[begin Document excerpt]

Where the evidence against appellant in this petit larceny case included a “training receipt,” which the trial court admitted under the hearsay rule’s business records exception, the court reached the right result. However, the ruling is affirmed for a different reason.
Background
Appellant purchased two items at a Target store and left. Raabe, a Target asset protection employee, saw appellant return, pushing a shopping cart with two Target bags in it. Rabbe observed appellant putting an electric razor in the cart.
Rabbe began watching appellant with store’s security camaras. Appellant went through the store, placing various items in the cart. “Initially, appellant’s cart had bags and merchandise in the upper, or main, compartment, but appellant later moved bags from that compartment to the shelf underneath the cart.”
By the time he reached a self-service checkout area, he had manipulated the bags and merchandise so that “the bottom shelf loaded with bags, while the upper compartment had just a few items; the shirts, which had been clearly visible in the upper compartment before, were no longer visible in that compartment or the bottom shelf.”

[end Document excerpt]

### Exercises to complete
(1) Write out the part of the petit larceny case summary that opens with the words containing "Where the evidence" and closes with "a different reason.".
(2) Answer these questions from the petit larceny case summary:
(a) Under which exception to the hearsay rule did the trial court admit the "training receipt"?
(b) How many items did appellant purchase at the Target store before leaving?
(c) To what part of the cart did appellant later move bags from the upper compartment?
The data after this point are material separate from the petit larceny case summary.

[begin Listing]

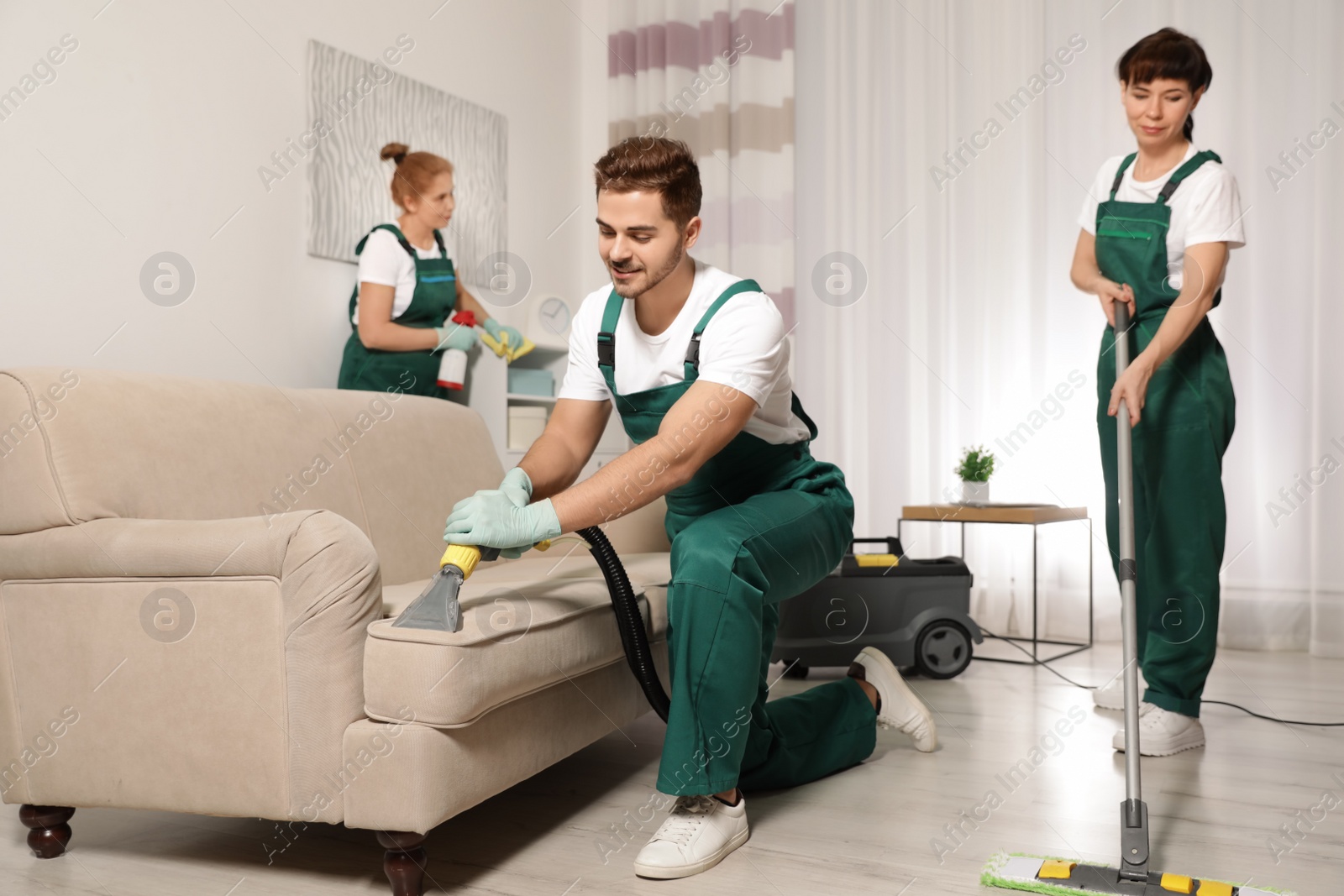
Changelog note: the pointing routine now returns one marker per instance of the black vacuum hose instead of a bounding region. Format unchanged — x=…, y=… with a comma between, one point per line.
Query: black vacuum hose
x=628, y=620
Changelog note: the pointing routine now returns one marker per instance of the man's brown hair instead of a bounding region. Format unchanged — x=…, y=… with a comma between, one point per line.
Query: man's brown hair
x=654, y=164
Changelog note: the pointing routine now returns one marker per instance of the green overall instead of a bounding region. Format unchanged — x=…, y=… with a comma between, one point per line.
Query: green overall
x=1187, y=421
x=759, y=523
x=433, y=300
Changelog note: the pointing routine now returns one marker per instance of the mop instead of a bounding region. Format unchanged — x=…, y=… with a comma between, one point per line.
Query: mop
x=1133, y=876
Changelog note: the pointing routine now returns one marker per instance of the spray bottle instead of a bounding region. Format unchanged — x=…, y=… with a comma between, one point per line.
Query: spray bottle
x=452, y=365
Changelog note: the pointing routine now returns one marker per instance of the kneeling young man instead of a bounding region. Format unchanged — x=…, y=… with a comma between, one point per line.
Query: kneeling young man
x=696, y=363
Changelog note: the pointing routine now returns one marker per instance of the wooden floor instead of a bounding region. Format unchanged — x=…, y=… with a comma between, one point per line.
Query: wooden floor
x=869, y=829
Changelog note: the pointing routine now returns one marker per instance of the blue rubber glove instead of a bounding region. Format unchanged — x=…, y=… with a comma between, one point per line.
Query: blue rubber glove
x=454, y=336
x=495, y=328
x=490, y=519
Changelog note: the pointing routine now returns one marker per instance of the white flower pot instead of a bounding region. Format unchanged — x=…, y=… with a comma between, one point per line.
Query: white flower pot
x=974, y=492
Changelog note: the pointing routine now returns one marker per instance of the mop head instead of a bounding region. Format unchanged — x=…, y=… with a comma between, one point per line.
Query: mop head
x=1065, y=878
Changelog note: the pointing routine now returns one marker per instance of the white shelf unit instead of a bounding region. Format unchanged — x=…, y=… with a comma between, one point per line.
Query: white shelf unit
x=487, y=392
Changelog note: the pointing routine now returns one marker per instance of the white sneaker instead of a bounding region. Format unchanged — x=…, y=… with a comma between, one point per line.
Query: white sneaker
x=1163, y=732
x=696, y=836
x=1113, y=694
x=900, y=708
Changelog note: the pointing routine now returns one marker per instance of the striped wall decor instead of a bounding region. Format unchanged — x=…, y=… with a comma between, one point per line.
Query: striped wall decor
x=349, y=186
x=719, y=76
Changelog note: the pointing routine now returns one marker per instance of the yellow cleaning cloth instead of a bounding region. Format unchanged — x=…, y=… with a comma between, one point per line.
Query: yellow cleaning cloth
x=508, y=352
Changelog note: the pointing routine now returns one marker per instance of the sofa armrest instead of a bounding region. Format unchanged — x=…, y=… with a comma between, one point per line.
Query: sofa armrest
x=239, y=712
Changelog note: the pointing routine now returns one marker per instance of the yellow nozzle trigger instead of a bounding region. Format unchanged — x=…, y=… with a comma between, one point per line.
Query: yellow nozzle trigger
x=464, y=557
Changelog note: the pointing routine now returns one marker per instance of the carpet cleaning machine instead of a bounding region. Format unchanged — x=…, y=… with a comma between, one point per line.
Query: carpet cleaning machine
x=1132, y=876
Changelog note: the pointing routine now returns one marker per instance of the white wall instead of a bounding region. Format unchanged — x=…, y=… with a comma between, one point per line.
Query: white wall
x=151, y=134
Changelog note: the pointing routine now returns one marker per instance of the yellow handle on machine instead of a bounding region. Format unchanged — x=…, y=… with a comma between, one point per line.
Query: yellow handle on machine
x=465, y=557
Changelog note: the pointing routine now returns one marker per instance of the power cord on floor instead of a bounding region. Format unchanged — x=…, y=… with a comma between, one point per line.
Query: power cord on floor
x=1046, y=665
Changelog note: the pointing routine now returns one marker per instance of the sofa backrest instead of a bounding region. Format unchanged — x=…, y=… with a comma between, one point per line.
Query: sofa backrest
x=80, y=445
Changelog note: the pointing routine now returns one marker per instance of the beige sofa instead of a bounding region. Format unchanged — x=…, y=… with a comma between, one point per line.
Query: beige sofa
x=195, y=580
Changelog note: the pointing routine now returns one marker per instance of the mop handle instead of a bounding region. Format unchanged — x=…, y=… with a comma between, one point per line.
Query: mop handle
x=1128, y=569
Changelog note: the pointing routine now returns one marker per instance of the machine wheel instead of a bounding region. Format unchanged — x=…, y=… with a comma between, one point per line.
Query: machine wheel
x=942, y=649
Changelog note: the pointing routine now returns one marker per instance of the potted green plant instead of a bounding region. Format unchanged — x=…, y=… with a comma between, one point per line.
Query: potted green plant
x=976, y=466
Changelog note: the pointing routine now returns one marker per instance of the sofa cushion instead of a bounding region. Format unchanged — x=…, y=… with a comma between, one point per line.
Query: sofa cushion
x=528, y=625
x=87, y=443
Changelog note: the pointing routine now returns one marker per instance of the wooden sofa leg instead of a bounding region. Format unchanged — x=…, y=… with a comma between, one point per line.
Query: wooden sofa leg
x=403, y=862
x=47, y=829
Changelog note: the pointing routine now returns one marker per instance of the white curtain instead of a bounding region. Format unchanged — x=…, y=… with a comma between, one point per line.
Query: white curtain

[end Listing]

### Per-task answers
(1)
Where the evidence against appellant in this petit larceny case included a “training receipt,” which the trial court admitted under the hearsay rule’s business records exception, the court reached the right result. However, the ruling is affirmed for a different reason.

(2)
(a) The business records exception.
(b) Two items.
(c) The shelf underneath the cart.